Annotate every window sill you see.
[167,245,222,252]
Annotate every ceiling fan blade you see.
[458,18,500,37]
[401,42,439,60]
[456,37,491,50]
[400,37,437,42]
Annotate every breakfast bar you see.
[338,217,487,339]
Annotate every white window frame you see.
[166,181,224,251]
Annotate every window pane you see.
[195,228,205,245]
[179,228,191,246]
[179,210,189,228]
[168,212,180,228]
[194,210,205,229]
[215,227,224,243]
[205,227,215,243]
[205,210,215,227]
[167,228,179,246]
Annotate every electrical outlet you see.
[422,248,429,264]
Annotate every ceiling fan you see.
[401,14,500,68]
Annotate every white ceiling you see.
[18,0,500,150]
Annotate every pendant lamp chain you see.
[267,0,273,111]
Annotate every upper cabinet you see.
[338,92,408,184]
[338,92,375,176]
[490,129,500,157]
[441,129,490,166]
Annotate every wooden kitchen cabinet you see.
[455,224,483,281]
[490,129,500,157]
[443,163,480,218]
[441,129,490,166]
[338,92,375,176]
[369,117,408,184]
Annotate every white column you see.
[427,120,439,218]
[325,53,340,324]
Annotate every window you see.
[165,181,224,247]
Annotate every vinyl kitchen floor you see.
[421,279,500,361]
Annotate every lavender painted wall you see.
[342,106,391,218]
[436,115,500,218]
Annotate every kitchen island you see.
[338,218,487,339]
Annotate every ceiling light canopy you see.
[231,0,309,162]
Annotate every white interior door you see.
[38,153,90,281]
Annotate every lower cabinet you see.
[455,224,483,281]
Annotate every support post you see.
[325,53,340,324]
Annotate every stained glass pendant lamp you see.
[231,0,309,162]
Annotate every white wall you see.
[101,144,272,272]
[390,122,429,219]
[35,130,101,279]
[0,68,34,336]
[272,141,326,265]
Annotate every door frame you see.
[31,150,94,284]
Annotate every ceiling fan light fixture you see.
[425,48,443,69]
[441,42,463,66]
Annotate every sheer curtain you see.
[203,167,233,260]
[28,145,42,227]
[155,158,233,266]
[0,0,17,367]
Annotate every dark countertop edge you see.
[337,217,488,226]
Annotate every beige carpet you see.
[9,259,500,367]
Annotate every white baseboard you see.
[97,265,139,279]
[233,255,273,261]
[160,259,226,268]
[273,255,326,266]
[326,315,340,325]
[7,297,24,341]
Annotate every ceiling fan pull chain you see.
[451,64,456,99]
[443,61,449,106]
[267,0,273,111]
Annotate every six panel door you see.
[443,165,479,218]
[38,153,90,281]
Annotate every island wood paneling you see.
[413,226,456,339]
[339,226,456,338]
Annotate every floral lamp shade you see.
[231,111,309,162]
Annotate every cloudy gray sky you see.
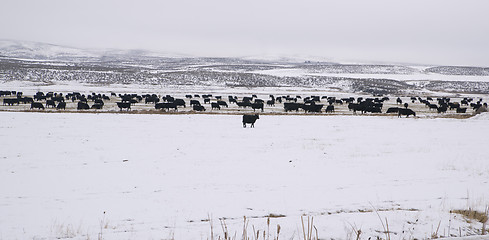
[0,0,489,66]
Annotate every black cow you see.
[243,114,260,128]
[31,102,44,110]
[397,108,416,117]
[190,100,200,106]
[56,102,66,110]
[155,103,178,111]
[387,107,399,113]
[116,102,131,111]
[217,101,228,107]
[92,103,104,109]
[76,102,90,110]
[193,105,205,112]
[302,104,323,113]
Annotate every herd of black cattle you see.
[0,91,487,117]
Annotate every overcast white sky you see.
[0,0,489,66]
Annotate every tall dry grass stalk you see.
[301,216,319,240]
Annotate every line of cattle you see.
[0,91,487,117]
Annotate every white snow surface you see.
[253,67,489,82]
[0,112,489,239]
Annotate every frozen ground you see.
[0,112,489,239]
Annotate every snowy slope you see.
[0,112,489,239]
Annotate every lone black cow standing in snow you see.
[243,114,260,127]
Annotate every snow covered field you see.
[0,112,489,239]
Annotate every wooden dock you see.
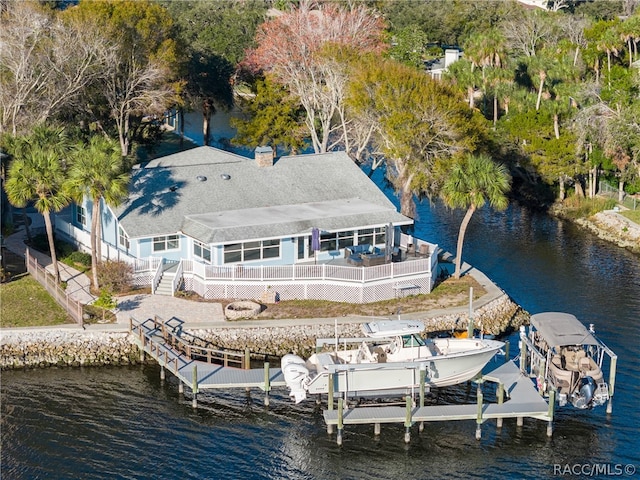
[130,317,555,445]
[324,361,554,444]
[129,317,285,407]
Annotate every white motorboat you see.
[520,312,617,409]
[281,320,504,403]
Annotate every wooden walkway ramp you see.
[324,361,554,443]
[129,317,285,405]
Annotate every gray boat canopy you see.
[531,312,602,347]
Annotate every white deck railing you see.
[165,257,432,283]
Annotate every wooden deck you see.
[130,318,285,393]
[324,361,553,443]
[130,317,555,444]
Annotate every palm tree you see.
[597,27,620,86]
[441,154,511,278]
[5,127,71,283]
[68,135,129,290]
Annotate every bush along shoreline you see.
[0,294,529,370]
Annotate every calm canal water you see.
[0,130,640,480]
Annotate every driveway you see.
[116,294,225,324]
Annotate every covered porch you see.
[136,234,438,303]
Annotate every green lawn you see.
[0,275,73,328]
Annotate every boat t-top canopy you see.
[531,312,602,347]
[362,320,424,338]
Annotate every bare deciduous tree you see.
[246,1,384,152]
[0,2,116,135]
[503,10,552,57]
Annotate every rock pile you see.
[190,295,529,357]
[0,295,528,369]
[0,329,140,369]
[576,210,640,253]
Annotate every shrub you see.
[64,252,91,267]
[98,261,133,293]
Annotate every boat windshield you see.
[402,335,424,348]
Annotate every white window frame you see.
[222,238,282,264]
[193,240,211,263]
[151,234,180,253]
[118,225,131,250]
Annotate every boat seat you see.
[562,350,586,372]
[358,342,376,363]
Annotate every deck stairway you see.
[153,263,178,296]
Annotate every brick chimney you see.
[255,147,273,167]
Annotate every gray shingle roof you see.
[115,147,412,243]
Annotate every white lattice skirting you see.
[184,276,432,303]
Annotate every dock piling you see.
[336,397,344,445]
[191,365,198,408]
[264,362,271,407]
[476,379,483,440]
[404,395,413,443]
[496,382,504,428]
[606,355,618,413]
[547,388,556,437]
[327,373,333,435]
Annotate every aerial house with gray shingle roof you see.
[56,147,437,303]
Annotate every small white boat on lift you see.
[281,320,504,403]
[520,312,617,409]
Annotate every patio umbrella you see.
[311,227,320,263]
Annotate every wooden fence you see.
[25,249,84,325]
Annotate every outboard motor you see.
[280,353,309,403]
[571,377,596,410]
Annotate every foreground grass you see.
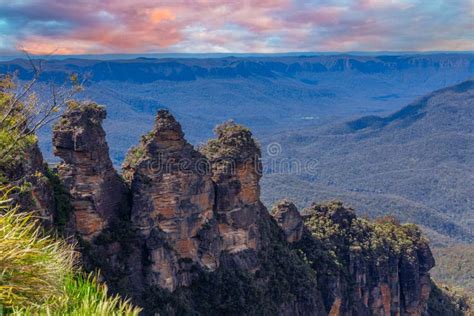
[0,188,140,316]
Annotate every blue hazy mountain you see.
[0,53,474,164]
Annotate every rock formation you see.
[48,104,434,315]
[53,102,128,240]
[275,201,434,315]
[123,110,219,290]
[272,200,304,243]
[201,122,267,269]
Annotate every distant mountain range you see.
[0,53,474,165]
[263,80,474,245]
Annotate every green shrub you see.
[0,186,140,315]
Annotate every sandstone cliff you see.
[275,202,434,315]
[53,103,128,240]
[46,104,434,315]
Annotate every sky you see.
[0,0,474,55]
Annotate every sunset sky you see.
[0,0,474,54]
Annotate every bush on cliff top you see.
[0,188,140,316]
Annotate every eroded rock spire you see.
[53,102,128,240]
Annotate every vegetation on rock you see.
[0,186,140,316]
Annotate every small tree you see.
[0,55,84,167]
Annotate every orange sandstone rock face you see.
[53,103,128,240]
[202,122,266,270]
[123,111,219,290]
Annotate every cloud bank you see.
[0,0,474,54]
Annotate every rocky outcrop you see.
[45,104,434,315]
[280,202,434,315]
[53,102,128,240]
[272,200,304,243]
[123,110,220,290]
[201,122,267,269]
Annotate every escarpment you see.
[123,110,220,290]
[53,102,127,240]
[47,104,434,315]
[274,202,434,315]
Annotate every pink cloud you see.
[0,0,473,54]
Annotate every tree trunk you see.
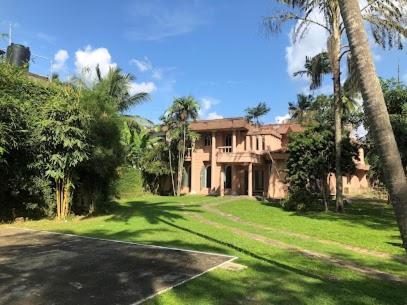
[55,179,62,220]
[177,126,186,196]
[321,174,329,212]
[330,2,343,212]
[339,0,407,251]
[168,147,175,196]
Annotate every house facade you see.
[177,118,368,199]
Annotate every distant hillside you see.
[126,115,155,129]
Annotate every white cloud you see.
[37,32,57,44]
[75,45,117,82]
[129,82,156,95]
[285,11,328,78]
[206,112,223,120]
[151,69,163,79]
[274,113,290,124]
[198,97,223,120]
[52,49,69,72]
[130,56,153,72]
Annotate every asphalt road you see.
[0,227,232,305]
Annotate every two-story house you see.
[175,118,368,198]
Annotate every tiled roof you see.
[189,118,304,139]
[189,118,251,131]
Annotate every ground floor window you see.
[225,166,232,189]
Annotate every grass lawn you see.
[6,196,407,305]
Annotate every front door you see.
[254,169,264,192]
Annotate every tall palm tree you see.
[293,52,332,90]
[95,65,149,112]
[264,0,406,211]
[163,96,199,196]
[339,0,407,251]
[245,102,270,125]
[288,94,313,124]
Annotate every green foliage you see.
[161,96,199,196]
[113,166,144,198]
[286,126,358,208]
[245,102,270,124]
[33,91,89,180]
[93,66,149,112]
[0,64,147,218]
[0,64,82,219]
[364,79,407,186]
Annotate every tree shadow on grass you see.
[82,200,201,224]
[262,198,397,230]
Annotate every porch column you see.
[231,164,238,195]
[251,135,257,151]
[219,165,225,197]
[232,130,236,152]
[257,136,263,150]
[209,131,217,193]
[247,163,253,197]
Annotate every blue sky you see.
[0,0,407,122]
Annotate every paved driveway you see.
[0,227,232,305]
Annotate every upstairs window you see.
[225,134,232,146]
[204,134,212,146]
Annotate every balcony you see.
[216,146,261,163]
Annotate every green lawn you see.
[7,196,407,305]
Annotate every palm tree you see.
[264,0,406,211]
[122,121,159,171]
[163,96,199,196]
[288,94,313,124]
[95,65,149,112]
[339,0,407,251]
[245,102,270,125]
[293,52,332,90]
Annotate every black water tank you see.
[6,43,31,69]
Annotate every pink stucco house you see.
[175,118,369,198]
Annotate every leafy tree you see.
[245,102,270,125]
[73,87,124,213]
[288,93,313,124]
[0,63,73,219]
[286,126,358,211]
[34,89,89,219]
[264,0,406,211]
[122,121,159,171]
[162,96,199,196]
[339,0,407,251]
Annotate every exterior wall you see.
[178,122,368,199]
[267,160,288,199]
[264,135,281,150]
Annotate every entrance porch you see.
[219,163,270,196]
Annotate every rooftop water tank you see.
[6,43,31,69]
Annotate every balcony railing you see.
[218,146,232,154]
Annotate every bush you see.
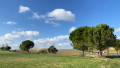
[48,45,58,54]
[37,49,48,54]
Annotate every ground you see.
[0,48,120,68]
[0,51,106,68]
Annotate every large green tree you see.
[114,39,120,55]
[93,24,115,56]
[69,26,90,56]
[20,40,34,52]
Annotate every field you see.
[0,48,120,68]
[0,51,106,68]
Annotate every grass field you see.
[0,51,107,68]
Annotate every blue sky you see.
[0,0,120,49]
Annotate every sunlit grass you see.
[0,51,106,68]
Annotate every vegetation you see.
[69,24,116,56]
[20,40,34,52]
[0,51,106,68]
[48,45,58,54]
[0,46,11,51]
[114,39,120,55]
[37,49,48,54]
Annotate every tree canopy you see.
[69,24,116,56]
[20,40,34,52]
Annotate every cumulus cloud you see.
[0,31,39,49]
[114,27,120,32]
[18,5,30,13]
[29,9,75,26]
[45,20,60,27]
[34,35,69,44]
[12,31,39,37]
[69,27,76,33]
[47,9,75,21]
[30,13,45,19]
[5,21,17,25]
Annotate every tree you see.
[48,45,58,54]
[114,39,120,55]
[93,24,115,56]
[69,26,90,56]
[87,27,95,52]
[20,40,34,52]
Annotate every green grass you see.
[0,51,107,68]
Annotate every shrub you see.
[48,45,58,54]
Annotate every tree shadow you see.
[104,55,120,59]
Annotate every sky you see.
[0,0,120,49]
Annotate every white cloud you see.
[0,31,39,49]
[5,21,17,25]
[12,31,40,37]
[18,5,30,13]
[0,33,20,40]
[28,9,75,26]
[69,27,76,33]
[114,27,120,32]
[45,20,60,27]
[31,13,45,19]
[47,9,75,21]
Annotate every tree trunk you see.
[100,50,102,56]
[117,50,118,55]
[92,48,93,53]
[82,49,85,56]
[107,48,109,55]
[82,45,85,56]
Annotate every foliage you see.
[69,26,90,56]
[93,24,115,56]
[114,39,120,55]
[69,24,116,56]
[48,45,58,54]
[20,40,34,52]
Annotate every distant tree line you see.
[69,24,120,56]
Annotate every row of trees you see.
[20,40,58,54]
[69,24,120,56]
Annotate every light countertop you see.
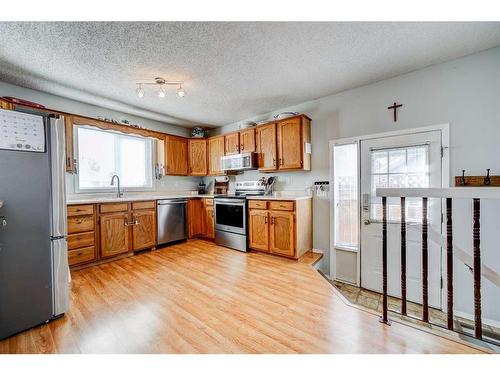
[247,191,312,201]
[66,191,312,204]
[66,192,214,204]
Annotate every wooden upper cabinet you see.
[165,135,188,176]
[255,123,278,171]
[269,211,295,257]
[99,212,130,258]
[132,209,156,250]
[248,209,269,252]
[224,133,240,155]
[240,128,256,154]
[0,100,14,110]
[277,118,303,169]
[188,139,208,176]
[208,135,225,175]
[205,206,215,239]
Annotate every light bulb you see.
[158,86,167,98]
[177,85,186,98]
[135,85,144,98]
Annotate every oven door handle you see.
[215,199,246,206]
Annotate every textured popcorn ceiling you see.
[0,22,500,126]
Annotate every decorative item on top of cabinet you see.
[165,135,188,176]
[224,132,240,155]
[240,128,256,154]
[248,198,312,259]
[208,135,225,176]
[188,138,208,176]
[0,99,14,110]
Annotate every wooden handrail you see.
[376,187,500,199]
[376,187,492,340]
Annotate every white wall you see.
[212,47,500,321]
[0,82,199,195]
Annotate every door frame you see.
[328,123,450,308]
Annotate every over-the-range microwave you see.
[220,152,258,171]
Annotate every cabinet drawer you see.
[68,246,95,266]
[99,203,128,213]
[269,201,295,211]
[132,201,156,210]
[68,232,94,250]
[68,204,94,216]
[248,199,267,210]
[68,215,94,234]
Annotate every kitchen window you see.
[74,126,153,193]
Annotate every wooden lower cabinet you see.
[68,201,156,267]
[187,198,205,238]
[132,209,156,250]
[269,211,295,257]
[248,209,270,252]
[68,204,97,267]
[99,212,131,258]
[248,199,312,259]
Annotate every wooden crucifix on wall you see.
[387,102,403,122]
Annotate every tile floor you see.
[330,281,500,344]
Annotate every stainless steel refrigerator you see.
[0,110,70,339]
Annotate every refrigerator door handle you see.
[49,116,67,237]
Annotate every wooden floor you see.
[0,240,484,353]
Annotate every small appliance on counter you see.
[198,179,207,194]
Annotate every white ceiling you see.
[0,22,500,126]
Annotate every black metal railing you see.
[377,189,483,340]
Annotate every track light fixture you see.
[135,77,186,98]
[135,83,144,98]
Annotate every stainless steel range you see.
[214,177,274,251]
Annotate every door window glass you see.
[370,145,429,222]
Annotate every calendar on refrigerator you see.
[0,109,45,152]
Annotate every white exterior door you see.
[360,130,442,308]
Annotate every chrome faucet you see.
[110,174,123,198]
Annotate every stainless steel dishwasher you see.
[156,199,187,245]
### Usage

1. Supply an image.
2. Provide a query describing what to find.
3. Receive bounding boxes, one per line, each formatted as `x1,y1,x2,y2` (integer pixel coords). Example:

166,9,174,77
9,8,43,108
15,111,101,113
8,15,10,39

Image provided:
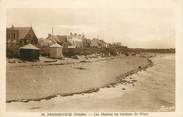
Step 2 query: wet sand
6,56,148,102
7,55,175,112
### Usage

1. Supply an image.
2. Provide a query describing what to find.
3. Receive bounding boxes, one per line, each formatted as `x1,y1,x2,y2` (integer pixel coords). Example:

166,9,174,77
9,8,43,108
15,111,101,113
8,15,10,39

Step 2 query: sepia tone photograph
6,5,176,112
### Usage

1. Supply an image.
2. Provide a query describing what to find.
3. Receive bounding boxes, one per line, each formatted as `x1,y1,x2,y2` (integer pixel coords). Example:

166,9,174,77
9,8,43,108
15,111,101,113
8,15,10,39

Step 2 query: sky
7,2,176,48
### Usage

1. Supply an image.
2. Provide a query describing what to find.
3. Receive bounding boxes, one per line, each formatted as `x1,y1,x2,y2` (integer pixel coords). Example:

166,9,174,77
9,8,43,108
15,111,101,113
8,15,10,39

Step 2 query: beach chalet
49,43,63,59
6,25,38,56
19,44,39,61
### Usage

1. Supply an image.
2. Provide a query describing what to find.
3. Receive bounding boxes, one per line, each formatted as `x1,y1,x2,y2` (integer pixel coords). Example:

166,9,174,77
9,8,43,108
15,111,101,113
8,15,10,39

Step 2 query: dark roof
20,44,39,50
7,27,32,39
50,43,62,48
46,35,67,43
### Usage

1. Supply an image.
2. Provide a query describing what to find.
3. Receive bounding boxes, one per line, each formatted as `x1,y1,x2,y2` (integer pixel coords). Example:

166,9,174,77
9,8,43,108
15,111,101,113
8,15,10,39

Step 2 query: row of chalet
6,26,127,59
39,33,107,48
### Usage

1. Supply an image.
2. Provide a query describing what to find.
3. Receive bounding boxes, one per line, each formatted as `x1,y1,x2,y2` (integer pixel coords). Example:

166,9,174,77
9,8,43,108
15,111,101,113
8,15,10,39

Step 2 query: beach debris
75,67,86,70
44,60,57,63
30,106,41,110
122,88,126,90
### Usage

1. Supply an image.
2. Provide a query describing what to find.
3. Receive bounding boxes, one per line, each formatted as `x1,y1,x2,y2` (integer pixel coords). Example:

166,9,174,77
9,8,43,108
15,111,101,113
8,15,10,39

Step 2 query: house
6,25,38,56
67,33,84,48
90,38,107,48
46,34,69,48
49,43,63,58
19,44,39,61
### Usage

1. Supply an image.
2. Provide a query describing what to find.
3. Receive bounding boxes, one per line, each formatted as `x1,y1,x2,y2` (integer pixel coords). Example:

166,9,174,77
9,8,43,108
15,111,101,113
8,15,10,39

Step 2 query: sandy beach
7,54,175,112
6,56,148,102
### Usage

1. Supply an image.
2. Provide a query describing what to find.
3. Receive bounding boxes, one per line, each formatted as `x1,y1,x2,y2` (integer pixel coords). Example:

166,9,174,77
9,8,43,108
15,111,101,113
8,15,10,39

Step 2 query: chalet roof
20,44,39,50
7,27,32,39
46,35,67,43
50,43,62,48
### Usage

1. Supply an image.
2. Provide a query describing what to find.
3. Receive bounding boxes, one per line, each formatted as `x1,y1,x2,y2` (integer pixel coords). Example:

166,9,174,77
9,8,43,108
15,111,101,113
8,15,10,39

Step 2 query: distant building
19,44,39,61
90,38,107,48
6,26,38,46
49,43,63,58
43,34,70,48
6,25,38,56
67,33,83,48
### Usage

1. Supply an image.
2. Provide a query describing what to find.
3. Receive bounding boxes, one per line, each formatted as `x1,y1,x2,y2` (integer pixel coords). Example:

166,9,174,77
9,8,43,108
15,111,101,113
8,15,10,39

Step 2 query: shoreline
6,56,153,103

What is needed: Lay out the data as a numbered list, starting at its first line and ending after the line containing "[401,14,500,68]", with that line included. Omit any blank lines.

The result:
1. Annotate every window sill you see.
2. [167,245,222,252]
3. Annotate every ceiling fan blade you see.
4. [458,18,500,37]
5. [401,42,439,60]
6. [456,37,491,50]
7. [400,37,437,42]
8. Annotate every breakfast bar you see.
9. [338,217,487,339]
10. Annotate every white window frame you see.
11. [166,181,224,251]
12. Annotate every window pane you see.
13. [195,228,205,245]
14. [179,228,191,246]
15. [179,210,189,228]
16. [168,212,180,228]
17. [194,210,205,229]
18. [215,227,224,243]
19. [205,227,215,243]
20. [205,210,215,227]
21. [167,228,179,246]
22. Annotate every electrical outlet you see.
23. [422,248,429,264]
24. Annotate every ceiling fan you see.
25. [401,14,500,68]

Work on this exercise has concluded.